→ **Bounding box annotation entries**:
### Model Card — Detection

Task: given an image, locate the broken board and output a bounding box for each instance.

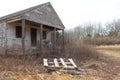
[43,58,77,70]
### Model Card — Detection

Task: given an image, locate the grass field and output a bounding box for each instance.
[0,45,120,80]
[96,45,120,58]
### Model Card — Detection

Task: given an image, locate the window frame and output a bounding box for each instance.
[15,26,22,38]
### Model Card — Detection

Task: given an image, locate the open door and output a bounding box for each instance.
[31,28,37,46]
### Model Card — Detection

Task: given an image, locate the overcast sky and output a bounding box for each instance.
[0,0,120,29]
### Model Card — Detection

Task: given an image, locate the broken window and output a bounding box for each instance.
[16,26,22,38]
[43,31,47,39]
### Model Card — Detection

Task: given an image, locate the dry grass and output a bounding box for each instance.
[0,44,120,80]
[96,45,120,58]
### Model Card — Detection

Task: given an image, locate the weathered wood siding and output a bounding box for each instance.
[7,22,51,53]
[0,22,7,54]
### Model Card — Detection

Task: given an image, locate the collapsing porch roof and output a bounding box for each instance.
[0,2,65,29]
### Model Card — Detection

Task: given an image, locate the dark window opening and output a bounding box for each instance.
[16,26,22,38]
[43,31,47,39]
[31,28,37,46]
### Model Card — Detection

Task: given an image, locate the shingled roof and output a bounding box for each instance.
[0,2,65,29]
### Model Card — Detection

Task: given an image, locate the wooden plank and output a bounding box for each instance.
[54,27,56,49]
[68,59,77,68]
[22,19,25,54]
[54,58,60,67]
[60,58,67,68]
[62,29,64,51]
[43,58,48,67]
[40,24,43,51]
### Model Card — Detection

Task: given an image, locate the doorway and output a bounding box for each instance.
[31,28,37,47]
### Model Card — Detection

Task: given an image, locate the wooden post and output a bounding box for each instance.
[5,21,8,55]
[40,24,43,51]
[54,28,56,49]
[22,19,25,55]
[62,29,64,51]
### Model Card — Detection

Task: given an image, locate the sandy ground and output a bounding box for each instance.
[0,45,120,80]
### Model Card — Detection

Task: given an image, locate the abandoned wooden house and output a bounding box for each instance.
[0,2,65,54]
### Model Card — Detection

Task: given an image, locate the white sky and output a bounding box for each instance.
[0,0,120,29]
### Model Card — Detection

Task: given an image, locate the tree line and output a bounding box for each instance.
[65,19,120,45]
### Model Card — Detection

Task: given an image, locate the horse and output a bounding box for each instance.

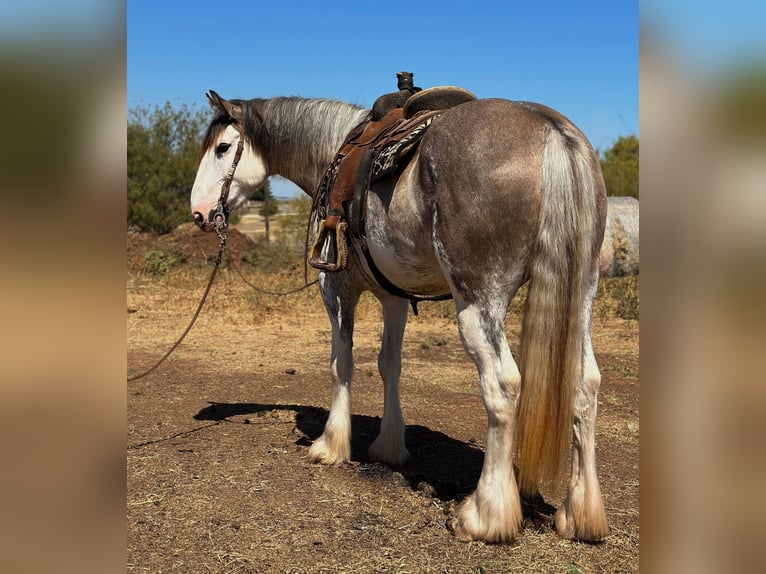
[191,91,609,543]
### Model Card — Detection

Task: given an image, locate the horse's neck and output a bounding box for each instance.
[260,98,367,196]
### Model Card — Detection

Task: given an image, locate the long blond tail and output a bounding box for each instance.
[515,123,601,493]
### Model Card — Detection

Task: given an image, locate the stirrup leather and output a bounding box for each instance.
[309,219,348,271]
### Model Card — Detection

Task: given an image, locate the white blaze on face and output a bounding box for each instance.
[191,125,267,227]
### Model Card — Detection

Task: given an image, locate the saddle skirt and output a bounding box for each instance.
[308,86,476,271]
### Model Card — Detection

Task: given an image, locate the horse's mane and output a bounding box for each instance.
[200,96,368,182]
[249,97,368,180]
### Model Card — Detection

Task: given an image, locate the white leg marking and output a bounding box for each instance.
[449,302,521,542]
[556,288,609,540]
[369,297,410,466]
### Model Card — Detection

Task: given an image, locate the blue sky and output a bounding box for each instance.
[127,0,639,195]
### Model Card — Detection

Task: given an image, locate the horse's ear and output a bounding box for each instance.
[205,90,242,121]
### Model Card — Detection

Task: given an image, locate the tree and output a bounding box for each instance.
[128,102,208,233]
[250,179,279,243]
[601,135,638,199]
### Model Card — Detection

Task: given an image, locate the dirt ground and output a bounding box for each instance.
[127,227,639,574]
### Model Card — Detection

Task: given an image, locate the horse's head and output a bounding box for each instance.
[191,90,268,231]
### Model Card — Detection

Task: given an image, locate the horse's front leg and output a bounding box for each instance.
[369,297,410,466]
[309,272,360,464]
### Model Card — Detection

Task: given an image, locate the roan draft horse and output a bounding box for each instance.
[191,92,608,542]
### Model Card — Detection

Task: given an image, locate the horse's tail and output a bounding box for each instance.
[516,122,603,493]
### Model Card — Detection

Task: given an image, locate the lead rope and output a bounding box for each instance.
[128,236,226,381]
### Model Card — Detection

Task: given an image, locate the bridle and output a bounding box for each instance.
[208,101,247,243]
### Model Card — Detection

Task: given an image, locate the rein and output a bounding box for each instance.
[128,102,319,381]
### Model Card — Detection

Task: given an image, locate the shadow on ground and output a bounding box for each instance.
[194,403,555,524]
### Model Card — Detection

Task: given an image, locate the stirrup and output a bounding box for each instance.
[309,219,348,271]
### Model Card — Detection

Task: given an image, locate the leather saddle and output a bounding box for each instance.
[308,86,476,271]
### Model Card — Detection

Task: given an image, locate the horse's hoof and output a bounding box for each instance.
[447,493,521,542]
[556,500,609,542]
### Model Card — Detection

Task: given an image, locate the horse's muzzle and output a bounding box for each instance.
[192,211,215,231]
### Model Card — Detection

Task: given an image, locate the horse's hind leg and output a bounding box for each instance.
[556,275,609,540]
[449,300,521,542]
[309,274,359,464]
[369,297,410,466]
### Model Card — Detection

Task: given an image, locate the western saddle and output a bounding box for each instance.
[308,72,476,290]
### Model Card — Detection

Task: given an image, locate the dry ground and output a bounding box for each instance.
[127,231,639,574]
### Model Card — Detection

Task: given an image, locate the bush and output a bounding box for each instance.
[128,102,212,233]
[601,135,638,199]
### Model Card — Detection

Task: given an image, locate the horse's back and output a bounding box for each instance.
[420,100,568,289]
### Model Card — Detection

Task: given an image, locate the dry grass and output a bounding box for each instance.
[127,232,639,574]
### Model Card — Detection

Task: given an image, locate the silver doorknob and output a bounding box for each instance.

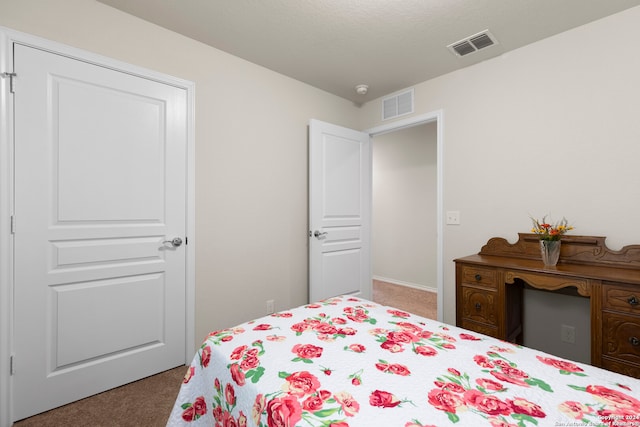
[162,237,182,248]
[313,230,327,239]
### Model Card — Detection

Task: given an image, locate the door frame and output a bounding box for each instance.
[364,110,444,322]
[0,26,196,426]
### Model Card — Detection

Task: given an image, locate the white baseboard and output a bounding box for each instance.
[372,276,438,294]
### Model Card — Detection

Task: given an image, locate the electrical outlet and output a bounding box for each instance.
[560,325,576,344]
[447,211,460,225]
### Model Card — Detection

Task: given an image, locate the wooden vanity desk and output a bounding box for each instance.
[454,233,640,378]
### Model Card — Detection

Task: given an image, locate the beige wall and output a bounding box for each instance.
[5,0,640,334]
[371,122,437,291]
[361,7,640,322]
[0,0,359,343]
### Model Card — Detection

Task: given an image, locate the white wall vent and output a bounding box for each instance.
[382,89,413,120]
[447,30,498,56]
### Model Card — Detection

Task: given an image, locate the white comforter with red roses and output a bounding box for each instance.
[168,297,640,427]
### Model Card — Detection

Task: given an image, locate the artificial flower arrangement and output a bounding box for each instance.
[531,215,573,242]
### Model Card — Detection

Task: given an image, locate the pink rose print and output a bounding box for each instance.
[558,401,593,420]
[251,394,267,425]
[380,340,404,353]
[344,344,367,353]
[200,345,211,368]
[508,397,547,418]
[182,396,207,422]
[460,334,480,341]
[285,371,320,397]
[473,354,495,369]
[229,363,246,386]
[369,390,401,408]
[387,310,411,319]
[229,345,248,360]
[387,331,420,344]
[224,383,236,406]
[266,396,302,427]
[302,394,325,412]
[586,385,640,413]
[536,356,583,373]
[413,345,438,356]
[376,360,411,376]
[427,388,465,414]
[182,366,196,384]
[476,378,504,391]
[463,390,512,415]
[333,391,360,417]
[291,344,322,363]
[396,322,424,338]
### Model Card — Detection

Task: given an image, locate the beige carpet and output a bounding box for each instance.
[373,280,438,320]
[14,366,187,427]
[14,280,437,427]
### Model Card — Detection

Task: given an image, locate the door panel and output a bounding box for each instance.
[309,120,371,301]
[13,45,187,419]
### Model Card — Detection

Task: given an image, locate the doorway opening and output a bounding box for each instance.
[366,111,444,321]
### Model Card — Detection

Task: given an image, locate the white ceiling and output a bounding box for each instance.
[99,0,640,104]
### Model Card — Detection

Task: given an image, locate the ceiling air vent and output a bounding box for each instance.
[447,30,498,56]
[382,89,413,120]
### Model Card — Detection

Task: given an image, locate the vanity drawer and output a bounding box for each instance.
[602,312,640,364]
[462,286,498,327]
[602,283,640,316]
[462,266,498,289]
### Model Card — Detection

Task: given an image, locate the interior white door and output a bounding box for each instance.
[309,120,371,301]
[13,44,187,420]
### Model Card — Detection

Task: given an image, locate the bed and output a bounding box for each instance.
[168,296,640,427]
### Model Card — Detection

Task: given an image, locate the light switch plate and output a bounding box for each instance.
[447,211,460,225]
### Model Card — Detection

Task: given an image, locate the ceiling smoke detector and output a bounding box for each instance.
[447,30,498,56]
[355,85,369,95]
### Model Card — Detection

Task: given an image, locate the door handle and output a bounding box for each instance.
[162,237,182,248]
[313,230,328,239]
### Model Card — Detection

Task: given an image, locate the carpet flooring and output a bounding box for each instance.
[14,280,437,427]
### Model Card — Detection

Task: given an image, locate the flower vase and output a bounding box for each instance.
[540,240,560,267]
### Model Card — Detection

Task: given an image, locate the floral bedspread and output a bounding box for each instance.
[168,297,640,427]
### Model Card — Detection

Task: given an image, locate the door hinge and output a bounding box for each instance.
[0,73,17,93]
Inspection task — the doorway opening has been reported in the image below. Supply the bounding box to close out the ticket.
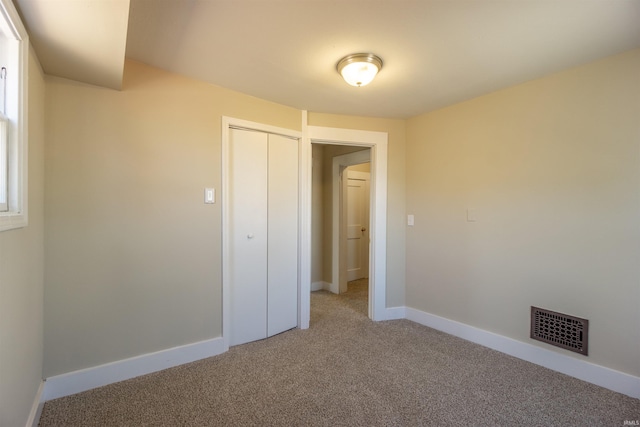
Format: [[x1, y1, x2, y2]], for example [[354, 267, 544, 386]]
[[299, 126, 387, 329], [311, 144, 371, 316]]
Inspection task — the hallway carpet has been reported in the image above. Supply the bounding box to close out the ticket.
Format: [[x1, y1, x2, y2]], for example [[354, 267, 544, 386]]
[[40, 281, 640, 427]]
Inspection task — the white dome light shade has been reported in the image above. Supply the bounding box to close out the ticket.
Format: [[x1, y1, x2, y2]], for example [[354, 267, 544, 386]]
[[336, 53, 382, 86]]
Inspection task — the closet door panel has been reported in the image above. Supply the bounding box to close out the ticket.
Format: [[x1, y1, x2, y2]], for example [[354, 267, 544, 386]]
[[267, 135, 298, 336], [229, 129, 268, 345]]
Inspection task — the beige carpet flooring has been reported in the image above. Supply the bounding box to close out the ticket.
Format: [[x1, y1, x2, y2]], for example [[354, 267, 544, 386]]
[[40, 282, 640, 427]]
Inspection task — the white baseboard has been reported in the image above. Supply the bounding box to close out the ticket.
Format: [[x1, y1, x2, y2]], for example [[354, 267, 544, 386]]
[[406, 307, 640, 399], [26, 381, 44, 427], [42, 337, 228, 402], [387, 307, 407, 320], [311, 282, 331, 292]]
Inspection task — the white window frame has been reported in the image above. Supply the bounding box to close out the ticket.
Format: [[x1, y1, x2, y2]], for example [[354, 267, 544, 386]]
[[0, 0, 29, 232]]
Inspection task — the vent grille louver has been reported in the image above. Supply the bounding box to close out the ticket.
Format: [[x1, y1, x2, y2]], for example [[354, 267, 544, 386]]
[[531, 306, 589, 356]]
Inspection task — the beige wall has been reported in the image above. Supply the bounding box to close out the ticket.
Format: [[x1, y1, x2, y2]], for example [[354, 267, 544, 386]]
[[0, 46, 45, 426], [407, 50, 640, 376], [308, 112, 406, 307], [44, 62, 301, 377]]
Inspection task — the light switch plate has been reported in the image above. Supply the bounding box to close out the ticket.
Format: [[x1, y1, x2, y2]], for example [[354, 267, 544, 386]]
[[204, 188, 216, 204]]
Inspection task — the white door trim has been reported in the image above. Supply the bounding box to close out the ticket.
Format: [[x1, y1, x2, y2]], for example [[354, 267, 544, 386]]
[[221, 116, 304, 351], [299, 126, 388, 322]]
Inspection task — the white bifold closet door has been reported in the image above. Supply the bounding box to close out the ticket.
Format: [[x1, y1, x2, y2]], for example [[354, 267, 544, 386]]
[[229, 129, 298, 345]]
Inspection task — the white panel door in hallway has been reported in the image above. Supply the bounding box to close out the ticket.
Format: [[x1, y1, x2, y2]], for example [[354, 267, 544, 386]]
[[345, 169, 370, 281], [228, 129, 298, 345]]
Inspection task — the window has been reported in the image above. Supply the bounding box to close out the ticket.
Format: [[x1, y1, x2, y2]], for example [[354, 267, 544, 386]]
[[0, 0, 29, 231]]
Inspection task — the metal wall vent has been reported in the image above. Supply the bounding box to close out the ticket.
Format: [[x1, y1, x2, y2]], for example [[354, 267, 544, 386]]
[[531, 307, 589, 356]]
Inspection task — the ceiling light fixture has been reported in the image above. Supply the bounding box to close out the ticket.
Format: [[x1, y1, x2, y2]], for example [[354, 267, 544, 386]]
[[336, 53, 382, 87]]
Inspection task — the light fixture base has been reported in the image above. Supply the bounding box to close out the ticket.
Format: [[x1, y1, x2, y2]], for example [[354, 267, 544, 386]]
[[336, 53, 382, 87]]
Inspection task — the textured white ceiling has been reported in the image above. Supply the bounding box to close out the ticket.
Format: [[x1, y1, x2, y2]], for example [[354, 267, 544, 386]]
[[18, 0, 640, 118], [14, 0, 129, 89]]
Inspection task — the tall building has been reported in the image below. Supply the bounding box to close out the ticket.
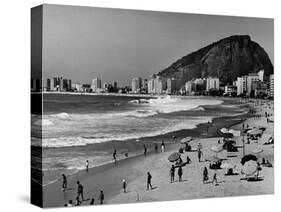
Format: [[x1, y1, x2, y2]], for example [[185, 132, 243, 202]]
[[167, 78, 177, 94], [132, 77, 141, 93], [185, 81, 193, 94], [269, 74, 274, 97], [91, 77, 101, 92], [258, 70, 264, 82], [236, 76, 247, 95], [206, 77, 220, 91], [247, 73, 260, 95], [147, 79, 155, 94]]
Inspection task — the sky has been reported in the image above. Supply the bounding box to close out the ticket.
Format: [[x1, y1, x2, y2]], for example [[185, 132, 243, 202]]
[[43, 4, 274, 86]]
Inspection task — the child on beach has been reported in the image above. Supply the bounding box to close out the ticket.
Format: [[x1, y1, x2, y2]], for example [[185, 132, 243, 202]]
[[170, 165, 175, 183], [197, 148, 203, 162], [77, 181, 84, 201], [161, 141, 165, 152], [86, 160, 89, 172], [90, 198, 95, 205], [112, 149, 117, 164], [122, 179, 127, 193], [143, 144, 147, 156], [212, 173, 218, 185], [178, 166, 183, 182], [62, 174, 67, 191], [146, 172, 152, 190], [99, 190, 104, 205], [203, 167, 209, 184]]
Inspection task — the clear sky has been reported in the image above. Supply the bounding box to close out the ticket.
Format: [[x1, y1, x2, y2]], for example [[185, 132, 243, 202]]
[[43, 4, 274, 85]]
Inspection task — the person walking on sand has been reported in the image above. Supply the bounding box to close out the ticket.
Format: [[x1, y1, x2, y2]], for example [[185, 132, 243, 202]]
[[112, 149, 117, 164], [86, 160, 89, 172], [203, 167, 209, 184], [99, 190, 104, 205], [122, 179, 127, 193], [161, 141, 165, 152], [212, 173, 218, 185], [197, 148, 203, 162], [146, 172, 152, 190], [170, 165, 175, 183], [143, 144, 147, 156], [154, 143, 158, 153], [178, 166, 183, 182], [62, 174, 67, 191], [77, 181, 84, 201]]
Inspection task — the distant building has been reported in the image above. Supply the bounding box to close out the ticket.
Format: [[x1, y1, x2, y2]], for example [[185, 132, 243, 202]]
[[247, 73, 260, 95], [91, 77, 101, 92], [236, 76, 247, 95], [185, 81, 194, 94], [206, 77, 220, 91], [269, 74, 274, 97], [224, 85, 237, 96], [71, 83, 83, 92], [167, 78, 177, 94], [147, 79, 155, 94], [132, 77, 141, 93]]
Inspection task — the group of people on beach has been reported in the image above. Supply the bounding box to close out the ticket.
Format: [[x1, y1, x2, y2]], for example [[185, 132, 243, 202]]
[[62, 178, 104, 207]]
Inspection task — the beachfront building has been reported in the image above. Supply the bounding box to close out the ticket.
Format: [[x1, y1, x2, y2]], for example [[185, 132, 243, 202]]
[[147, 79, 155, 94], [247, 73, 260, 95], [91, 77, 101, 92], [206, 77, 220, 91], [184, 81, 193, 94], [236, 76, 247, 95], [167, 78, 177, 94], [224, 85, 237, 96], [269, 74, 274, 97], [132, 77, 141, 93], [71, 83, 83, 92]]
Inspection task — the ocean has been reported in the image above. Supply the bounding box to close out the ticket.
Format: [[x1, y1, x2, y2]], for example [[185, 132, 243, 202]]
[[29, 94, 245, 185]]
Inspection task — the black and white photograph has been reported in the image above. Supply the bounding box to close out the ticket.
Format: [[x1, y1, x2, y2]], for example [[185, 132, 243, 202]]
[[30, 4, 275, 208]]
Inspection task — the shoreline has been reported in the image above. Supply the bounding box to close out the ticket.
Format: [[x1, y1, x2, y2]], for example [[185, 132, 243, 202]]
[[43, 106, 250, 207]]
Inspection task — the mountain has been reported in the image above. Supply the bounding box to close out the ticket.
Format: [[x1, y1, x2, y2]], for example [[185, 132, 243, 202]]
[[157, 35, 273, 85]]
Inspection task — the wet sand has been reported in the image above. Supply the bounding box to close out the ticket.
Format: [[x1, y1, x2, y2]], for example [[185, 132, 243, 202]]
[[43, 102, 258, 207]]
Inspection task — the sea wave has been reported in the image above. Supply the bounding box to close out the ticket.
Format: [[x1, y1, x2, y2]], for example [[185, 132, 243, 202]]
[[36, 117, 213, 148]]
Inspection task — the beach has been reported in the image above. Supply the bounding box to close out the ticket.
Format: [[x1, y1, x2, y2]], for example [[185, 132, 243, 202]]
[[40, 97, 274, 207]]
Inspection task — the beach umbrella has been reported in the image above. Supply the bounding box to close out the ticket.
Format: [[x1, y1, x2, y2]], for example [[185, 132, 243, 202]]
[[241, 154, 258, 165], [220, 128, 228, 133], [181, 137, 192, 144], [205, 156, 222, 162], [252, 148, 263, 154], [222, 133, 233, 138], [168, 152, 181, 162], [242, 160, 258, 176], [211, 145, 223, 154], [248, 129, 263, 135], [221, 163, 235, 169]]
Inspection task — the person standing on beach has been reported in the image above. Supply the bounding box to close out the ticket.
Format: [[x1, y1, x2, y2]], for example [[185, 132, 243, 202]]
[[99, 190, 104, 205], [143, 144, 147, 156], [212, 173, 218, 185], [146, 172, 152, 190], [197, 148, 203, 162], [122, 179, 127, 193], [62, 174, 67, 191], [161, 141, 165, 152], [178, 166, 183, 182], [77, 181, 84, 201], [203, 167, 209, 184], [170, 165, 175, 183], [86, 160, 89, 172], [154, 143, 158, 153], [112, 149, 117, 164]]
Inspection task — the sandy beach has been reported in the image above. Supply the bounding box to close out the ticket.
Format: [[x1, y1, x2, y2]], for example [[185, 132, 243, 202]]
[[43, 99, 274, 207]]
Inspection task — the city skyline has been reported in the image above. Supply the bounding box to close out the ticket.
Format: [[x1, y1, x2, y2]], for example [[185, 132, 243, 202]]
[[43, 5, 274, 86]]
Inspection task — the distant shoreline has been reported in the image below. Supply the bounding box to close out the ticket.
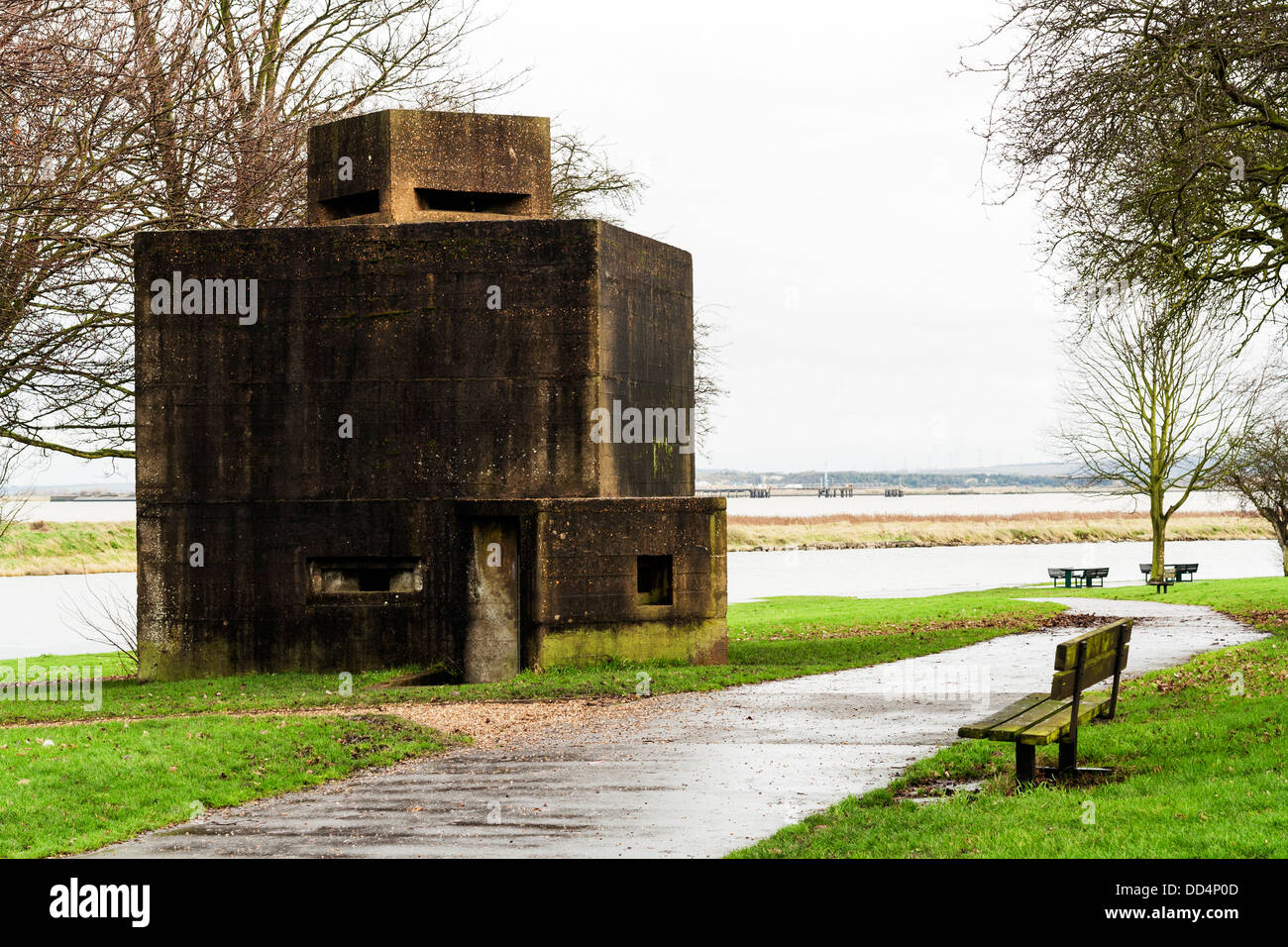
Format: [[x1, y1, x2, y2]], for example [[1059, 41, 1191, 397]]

→ **TASK BRIEF**: Quote exactly the lines from the line that contains "Inspection task — the sandy" through the last line of the listing, please, leaving out all pictures.

→ **FULL ANSWER**:
Inspection task — the sandy beach has been reported in the image above. Supply the bounding box to close out the ticket.
Format: [[x1, y1, x2, y2]], for example [[185, 132, 243, 202]]
[[43, 99, 274, 207]]
Inspection task — the city skyline has been reported in the image above. Supply the bounding box to close out the ticket.
Format: [[x1, y1, x2, y2]], for example [[185, 132, 243, 202]]
[[43, 5, 274, 86]]
Inspection task — the distant shoreline has been reported in the image below. Supply the bounding box to close out the ticket.
Format: [[x1, y1, x2, y2]], for example [[1059, 41, 1191, 397]]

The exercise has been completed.